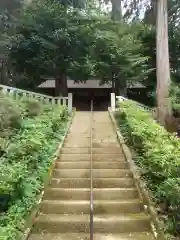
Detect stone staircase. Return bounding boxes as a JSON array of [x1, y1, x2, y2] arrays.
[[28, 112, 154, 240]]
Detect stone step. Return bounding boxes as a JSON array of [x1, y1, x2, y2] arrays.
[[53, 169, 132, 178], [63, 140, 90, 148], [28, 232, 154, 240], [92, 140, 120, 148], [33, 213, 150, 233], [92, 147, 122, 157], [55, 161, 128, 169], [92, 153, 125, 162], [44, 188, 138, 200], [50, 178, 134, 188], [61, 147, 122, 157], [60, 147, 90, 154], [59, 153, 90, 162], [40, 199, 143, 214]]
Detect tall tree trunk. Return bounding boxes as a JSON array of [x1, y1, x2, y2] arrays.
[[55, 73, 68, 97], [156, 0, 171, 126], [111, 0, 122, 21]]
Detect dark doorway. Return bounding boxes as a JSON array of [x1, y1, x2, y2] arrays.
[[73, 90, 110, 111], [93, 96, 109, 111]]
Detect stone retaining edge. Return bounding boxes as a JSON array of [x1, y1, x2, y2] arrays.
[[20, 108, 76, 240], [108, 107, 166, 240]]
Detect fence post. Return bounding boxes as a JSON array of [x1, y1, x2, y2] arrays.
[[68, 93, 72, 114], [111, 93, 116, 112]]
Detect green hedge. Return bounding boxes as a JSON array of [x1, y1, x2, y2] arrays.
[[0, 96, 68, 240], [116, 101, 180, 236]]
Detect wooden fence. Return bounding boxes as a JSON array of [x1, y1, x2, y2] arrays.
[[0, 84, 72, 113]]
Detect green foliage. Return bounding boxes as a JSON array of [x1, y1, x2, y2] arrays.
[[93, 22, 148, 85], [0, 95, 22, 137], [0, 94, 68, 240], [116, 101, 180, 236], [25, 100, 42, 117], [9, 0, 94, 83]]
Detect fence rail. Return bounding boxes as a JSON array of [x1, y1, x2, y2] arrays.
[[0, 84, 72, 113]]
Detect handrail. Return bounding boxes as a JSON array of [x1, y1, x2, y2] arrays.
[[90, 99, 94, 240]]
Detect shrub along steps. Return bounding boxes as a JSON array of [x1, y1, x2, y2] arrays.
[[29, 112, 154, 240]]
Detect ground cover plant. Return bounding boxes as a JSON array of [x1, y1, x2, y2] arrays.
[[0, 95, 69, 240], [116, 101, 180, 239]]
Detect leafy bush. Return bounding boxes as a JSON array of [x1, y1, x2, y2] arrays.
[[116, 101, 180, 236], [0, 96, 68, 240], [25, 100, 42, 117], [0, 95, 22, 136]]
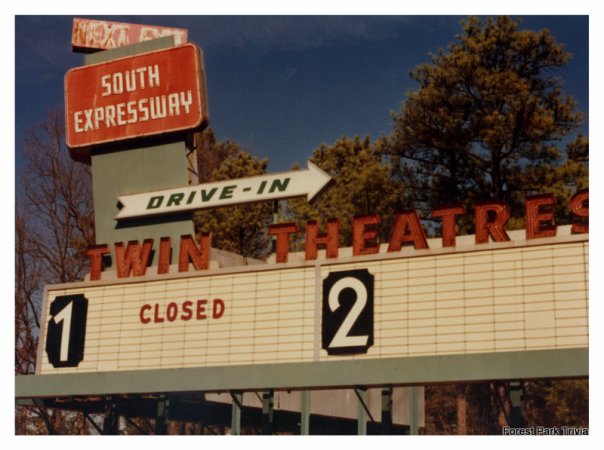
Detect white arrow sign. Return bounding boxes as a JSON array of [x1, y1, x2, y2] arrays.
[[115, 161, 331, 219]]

★ ★ ★ ★

> [Directions for this task]
Can you copy the text of every entry above word for word, leaving the pictures out of your reply?

> [The answer]
Detect stone staircase. Return bounding boxes as a JSON array of [x1, y1, x2, y2] arrays.
[[28, 112, 154, 240]]
Detect stone step. Return bounding boxes as a JSON array of [x1, y1, x2, y2] arrays.
[[53, 169, 132, 178], [63, 140, 90, 148], [28, 232, 154, 240], [92, 140, 120, 148], [33, 213, 150, 233], [92, 147, 122, 157], [55, 161, 128, 169], [92, 153, 125, 162], [44, 188, 138, 200], [50, 178, 134, 188], [61, 147, 122, 157], [60, 147, 90, 154], [59, 153, 90, 162], [40, 199, 143, 214]]
Detect tall tree trunk. Return bounding boxes as a JSON array of [x1, y1, x2, y2] arrays.
[[55, 73, 68, 97], [156, 0, 171, 126], [111, 0, 122, 21]]
Detect dark doorway. Return bounding boxes as a JSON array of [x1, y1, x2, y2] arrays.
[[73, 90, 110, 111], [93, 96, 109, 111]]
Detect stone retaining edge. Return bounding boxes as a JSON array of [x1, y1, x2, y2] arrays.
[[20, 108, 76, 240], [108, 107, 166, 240]]
Detect fence post. Return bounding boxes as a JSON array of [x1, y1, x2, y2] arrays.
[[68, 93, 72, 114], [111, 93, 116, 112]]
Detect green hedge. Return bounding boxes as a JSON array of [x1, y1, x2, y2] arrays.
[[0, 96, 68, 240], [116, 101, 180, 236]]
Detect wooden fence. Return bounding boxes as a JSON array of [x1, y1, x2, y2] arrays.
[[0, 84, 72, 113]]
Detect green foliage. Return bounding boxes as a JSON array of [x1, y1, x2, y2] arrays.
[[93, 22, 148, 85], [0, 95, 22, 137], [0, 94, 68, 240], [116, 101, 180, 236], [25, 100, 42, 117], [9, 0, 94, 83]]
Detect fence rail. Return bounding boxes as a JSON array of [x1, y1, x2, y2] arrays.
[[0, 84, 72, 113]]
Detect handrail. Return bounding boxes as a JSON array of [x1, y1, x2, y2] arrays.
[[90, 99, 94, 240]]
Detect shrub along steps. Return bounding boxes as a JSON array of [x1, y1, x2, y2] arrays.
[[29, 112, 154, 240]]
Detect ground cover plant. Return bounding boxes as a JSON array of [x1, y1, x2, y2] arrays.
[[0, 95, 69, 240], [116, 101, 180, 239]]
Detect leafy bush. Return bounding boxes as a JSON array of [x1, y1, x2, y2] arrays.
[[116, 101, 180, 236], [0, 96, 68, 240], [25, 100, 42, 117], [0, 95, 22, 136]]
Detect white arrow sign. Return bounding boxes as a JSON array of [x1, y1, x2, y2] arrays.
[[115, 161, 331, 219]]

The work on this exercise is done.